Extracted entries -
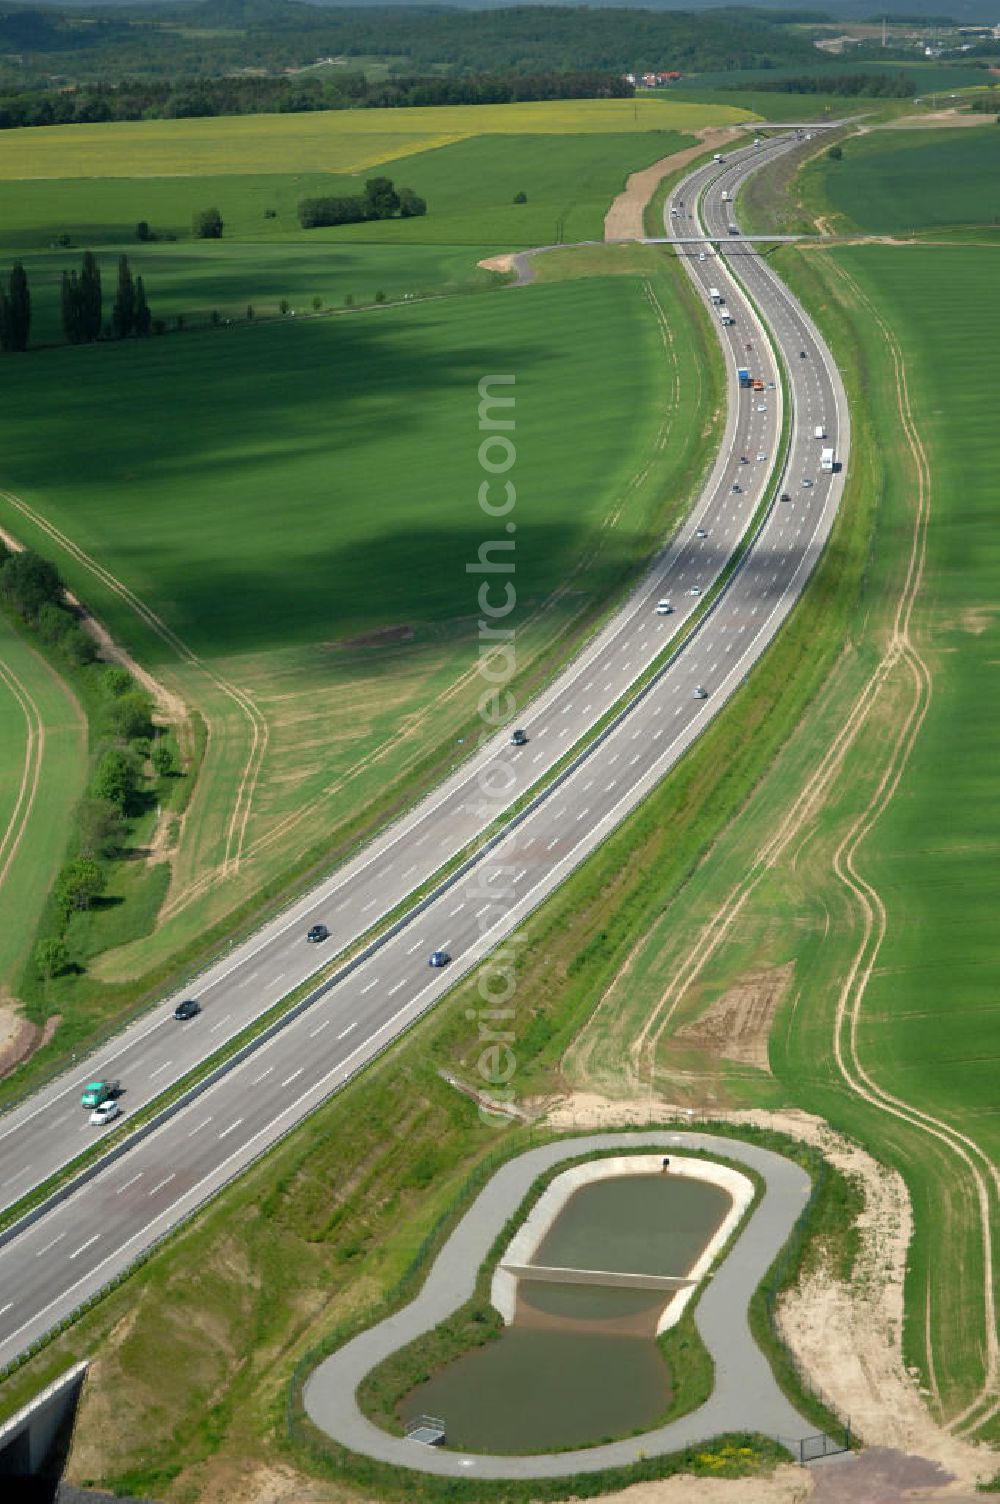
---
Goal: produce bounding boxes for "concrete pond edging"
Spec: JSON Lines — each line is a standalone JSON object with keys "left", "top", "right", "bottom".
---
{"left": 302, "top": 1131, "right": 822, "bottom": 1480}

What the exercise asks - Pictures stay out of the copy; please restate every record above exactly.

Output for this task -
---
Goal: produce bounding boxes for "concrete pond edging"
Spec: JSON Lines — each line is a standalone JSON object with keys "left", "top", "right", "bottom".
---
{"left": 302, "top": 1131, "right": 822, "bottom": 1480}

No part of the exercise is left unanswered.